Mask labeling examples
'''

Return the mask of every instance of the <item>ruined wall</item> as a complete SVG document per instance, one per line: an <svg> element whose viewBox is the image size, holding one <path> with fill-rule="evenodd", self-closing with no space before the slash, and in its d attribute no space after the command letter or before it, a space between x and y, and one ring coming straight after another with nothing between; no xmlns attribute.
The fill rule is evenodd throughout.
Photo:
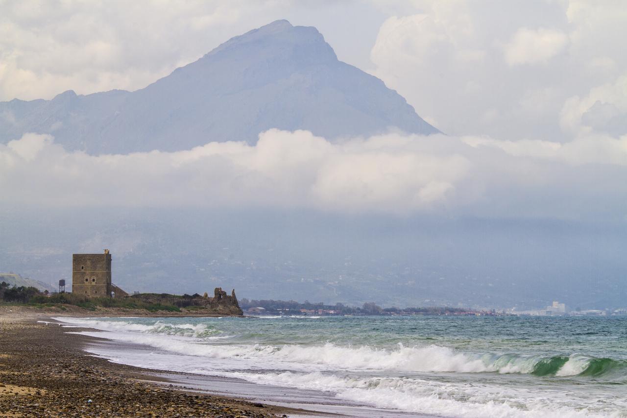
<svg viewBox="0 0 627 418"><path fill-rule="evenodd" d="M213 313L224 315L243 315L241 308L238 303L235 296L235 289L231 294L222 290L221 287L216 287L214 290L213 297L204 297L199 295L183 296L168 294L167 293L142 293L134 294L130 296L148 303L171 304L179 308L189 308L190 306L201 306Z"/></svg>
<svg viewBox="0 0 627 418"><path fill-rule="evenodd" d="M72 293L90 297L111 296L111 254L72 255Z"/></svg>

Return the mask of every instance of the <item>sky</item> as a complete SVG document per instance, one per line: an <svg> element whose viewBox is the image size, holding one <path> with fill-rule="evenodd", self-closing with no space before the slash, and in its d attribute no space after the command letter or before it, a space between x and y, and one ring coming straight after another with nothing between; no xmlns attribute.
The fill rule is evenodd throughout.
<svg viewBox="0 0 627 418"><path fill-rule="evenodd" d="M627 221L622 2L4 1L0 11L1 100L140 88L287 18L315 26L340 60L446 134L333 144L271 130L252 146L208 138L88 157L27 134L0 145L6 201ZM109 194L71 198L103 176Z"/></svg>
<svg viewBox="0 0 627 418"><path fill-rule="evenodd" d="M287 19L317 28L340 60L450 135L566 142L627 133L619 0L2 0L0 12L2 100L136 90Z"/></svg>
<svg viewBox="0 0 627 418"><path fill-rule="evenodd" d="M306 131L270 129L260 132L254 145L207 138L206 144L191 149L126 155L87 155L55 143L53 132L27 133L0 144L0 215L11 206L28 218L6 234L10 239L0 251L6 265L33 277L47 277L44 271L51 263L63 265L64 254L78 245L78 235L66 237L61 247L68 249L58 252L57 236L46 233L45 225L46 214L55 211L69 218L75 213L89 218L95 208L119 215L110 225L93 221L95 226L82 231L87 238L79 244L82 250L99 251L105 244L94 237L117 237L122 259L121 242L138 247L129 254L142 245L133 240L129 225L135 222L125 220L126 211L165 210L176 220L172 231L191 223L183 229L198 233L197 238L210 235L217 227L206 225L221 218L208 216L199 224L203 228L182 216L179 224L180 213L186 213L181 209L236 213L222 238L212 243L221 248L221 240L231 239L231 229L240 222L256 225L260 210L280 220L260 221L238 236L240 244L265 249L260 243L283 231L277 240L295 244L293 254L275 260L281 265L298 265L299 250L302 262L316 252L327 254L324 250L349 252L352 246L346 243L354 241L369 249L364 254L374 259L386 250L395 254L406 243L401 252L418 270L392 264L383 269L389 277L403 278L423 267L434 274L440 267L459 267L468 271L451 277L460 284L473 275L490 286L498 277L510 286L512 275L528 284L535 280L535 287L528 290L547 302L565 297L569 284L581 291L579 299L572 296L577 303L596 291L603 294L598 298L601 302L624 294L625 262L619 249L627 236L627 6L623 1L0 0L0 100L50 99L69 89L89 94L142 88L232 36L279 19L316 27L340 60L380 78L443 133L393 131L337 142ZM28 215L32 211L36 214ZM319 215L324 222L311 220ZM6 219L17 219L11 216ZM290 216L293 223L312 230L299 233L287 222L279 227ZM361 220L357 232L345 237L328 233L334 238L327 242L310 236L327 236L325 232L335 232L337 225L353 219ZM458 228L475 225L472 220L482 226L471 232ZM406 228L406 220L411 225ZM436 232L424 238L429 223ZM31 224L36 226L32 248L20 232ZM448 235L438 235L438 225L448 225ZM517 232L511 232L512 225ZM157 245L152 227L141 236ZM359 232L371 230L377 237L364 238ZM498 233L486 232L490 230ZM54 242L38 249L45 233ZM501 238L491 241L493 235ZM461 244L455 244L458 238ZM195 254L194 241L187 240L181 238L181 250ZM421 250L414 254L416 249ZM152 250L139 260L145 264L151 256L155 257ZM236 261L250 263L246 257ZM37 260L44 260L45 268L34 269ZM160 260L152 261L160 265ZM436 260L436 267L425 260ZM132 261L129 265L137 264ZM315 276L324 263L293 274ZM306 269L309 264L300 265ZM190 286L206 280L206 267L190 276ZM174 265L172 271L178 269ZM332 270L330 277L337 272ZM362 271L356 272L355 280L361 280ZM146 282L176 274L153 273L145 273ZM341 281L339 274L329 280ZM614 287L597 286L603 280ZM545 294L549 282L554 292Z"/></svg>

'''
'''

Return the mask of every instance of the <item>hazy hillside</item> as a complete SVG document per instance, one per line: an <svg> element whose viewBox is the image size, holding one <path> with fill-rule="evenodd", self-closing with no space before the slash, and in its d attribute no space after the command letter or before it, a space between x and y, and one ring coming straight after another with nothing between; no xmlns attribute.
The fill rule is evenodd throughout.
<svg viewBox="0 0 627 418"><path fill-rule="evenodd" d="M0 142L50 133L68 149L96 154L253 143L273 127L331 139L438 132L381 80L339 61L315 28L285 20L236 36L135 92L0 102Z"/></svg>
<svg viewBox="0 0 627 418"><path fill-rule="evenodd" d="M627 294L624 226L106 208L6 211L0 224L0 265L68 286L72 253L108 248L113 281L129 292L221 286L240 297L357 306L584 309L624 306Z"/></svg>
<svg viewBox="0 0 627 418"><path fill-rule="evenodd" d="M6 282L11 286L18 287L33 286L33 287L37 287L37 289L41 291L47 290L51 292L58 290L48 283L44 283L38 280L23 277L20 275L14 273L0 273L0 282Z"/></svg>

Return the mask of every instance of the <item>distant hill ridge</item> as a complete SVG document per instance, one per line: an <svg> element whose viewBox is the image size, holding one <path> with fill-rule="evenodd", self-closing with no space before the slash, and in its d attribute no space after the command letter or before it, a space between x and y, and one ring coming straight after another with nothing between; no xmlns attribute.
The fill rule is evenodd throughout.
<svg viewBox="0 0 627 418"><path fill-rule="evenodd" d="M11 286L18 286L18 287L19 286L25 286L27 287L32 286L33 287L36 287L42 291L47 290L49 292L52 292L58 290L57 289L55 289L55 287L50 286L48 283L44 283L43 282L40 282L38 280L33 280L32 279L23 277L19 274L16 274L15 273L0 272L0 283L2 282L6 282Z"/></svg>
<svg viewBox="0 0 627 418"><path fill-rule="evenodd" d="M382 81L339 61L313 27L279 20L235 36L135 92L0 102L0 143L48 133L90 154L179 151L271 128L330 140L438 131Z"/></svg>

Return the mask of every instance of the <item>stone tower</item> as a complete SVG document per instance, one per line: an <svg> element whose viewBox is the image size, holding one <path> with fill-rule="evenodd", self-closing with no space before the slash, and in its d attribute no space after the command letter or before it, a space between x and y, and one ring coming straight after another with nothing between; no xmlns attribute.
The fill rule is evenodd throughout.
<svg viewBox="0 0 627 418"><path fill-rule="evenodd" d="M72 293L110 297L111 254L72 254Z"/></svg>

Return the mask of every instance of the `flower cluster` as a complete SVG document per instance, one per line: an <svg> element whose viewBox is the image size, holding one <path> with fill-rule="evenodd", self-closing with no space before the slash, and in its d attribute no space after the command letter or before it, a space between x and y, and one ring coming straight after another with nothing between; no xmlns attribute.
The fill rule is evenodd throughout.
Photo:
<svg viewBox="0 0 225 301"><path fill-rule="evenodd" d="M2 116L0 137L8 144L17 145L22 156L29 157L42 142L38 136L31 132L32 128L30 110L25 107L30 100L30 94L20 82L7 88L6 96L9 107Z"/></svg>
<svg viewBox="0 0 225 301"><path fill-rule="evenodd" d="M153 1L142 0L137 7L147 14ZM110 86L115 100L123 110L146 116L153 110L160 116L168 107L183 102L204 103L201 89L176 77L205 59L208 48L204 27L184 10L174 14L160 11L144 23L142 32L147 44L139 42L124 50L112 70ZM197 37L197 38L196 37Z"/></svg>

'''
'''

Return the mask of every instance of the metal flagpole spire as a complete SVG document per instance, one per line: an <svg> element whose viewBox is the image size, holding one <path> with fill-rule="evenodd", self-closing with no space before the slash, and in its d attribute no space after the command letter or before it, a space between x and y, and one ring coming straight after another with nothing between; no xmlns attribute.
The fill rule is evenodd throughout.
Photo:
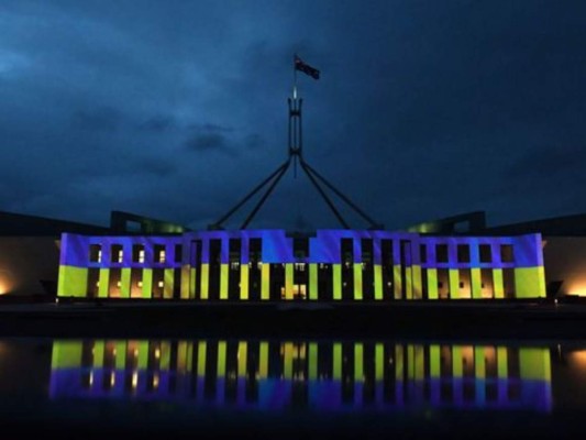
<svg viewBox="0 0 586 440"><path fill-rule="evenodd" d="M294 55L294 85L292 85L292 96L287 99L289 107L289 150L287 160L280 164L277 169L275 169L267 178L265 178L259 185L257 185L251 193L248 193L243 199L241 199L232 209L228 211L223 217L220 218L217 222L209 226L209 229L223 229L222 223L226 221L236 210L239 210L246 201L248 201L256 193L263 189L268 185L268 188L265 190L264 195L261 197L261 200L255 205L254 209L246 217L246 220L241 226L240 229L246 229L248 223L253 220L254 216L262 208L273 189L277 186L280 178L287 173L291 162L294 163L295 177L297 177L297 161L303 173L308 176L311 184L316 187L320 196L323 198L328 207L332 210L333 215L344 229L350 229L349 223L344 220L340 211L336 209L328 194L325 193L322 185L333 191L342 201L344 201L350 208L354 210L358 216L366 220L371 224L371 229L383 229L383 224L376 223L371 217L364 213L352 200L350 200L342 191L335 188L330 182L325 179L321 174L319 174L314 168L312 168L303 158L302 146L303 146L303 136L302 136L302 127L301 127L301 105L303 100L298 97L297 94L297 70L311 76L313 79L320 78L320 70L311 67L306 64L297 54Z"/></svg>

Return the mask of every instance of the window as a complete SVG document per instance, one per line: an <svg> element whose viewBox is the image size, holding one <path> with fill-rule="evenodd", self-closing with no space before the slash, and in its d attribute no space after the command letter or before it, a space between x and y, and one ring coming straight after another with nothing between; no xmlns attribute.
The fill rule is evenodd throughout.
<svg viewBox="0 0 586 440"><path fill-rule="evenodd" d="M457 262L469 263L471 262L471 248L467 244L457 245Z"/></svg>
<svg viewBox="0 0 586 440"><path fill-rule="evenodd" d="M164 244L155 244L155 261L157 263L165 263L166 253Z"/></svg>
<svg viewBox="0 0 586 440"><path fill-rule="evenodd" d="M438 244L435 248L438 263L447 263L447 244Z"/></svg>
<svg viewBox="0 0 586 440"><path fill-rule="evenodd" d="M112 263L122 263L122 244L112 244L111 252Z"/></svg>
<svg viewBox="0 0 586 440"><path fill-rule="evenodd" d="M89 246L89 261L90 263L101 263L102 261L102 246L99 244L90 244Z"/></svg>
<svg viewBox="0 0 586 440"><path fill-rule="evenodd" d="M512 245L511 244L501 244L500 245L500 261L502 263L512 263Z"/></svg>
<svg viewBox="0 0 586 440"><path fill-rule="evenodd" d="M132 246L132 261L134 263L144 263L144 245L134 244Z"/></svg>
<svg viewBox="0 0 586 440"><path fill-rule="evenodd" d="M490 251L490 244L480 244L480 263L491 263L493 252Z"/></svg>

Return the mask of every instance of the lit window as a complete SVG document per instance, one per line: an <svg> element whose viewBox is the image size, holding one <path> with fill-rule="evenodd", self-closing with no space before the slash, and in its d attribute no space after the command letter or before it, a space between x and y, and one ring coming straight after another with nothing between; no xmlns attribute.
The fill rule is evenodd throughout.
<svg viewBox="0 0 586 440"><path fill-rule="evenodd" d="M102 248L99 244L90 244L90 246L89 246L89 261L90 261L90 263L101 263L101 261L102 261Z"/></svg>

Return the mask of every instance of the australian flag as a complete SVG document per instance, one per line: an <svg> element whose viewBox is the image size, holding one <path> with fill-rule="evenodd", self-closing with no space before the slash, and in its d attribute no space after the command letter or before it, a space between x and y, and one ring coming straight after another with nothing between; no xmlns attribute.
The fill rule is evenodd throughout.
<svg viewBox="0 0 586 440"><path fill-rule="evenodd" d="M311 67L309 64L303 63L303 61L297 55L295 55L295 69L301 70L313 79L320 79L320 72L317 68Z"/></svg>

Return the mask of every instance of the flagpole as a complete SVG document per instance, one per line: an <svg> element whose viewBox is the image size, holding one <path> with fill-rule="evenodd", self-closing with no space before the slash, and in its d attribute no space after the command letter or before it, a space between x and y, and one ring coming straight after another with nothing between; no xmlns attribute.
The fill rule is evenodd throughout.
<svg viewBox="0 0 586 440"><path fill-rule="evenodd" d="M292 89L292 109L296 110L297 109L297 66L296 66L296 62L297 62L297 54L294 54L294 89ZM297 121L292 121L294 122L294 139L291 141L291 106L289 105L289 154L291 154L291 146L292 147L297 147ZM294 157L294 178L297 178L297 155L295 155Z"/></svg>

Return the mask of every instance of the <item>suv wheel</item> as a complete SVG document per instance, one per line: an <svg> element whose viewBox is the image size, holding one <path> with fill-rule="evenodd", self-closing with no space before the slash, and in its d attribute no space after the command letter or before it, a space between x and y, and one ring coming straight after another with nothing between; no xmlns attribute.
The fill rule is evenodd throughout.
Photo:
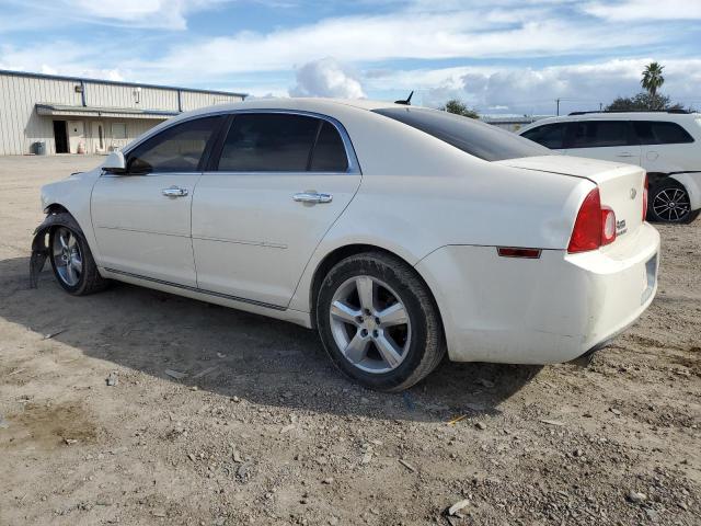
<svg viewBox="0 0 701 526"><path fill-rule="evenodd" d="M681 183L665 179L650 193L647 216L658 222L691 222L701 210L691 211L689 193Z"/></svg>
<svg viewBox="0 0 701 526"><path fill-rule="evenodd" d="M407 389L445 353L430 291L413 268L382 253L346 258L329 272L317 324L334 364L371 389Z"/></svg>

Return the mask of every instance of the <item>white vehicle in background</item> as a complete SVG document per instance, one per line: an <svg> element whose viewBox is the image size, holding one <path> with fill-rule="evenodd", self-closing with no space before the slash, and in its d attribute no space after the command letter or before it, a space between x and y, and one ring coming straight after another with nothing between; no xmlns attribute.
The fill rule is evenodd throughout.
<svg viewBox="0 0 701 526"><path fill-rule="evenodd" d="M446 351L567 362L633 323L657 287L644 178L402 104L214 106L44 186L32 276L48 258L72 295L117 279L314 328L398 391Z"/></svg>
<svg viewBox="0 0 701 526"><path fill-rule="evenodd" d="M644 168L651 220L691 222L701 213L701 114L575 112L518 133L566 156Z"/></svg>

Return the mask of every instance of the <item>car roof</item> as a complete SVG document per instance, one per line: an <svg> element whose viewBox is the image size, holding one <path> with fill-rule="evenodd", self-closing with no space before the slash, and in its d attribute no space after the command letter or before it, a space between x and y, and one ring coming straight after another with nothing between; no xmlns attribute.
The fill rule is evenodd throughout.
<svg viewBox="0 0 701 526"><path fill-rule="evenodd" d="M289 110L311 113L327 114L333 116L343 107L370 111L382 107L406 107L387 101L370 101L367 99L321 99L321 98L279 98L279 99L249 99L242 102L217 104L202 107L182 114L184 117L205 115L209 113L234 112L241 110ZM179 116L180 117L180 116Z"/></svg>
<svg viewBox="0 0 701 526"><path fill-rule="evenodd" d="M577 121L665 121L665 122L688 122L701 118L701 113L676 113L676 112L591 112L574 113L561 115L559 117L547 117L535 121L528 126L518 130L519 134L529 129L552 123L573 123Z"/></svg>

'''

**Set task:** Copy every line above that contains the word "flagpole". Case counts.

**Task output:**
Return the mask of every instance of the metal flagpole spire as a complete SVG document per instance, one per line: an <svg> element whose viewBox is the image size, holding one <path> with fill-rule="evenodd", self-closing with no space before the slash, and in its d attribute no space after the command letter or before it, a space between x and y, and one ring coming straight after another with nothing between; no xmlns attribute.
Return the mask of every instance of the flagpole as a complete SVG document per instance, one per line: an <svg> element whose viewBox is the image size, holding one <path> with fill-rule="evenodd", self-closing with no space before the slash, and in its d attribute no space after the command letter or before it, a space between x and y, and one ring coming straight after another with nothing between; no xmlns attribute.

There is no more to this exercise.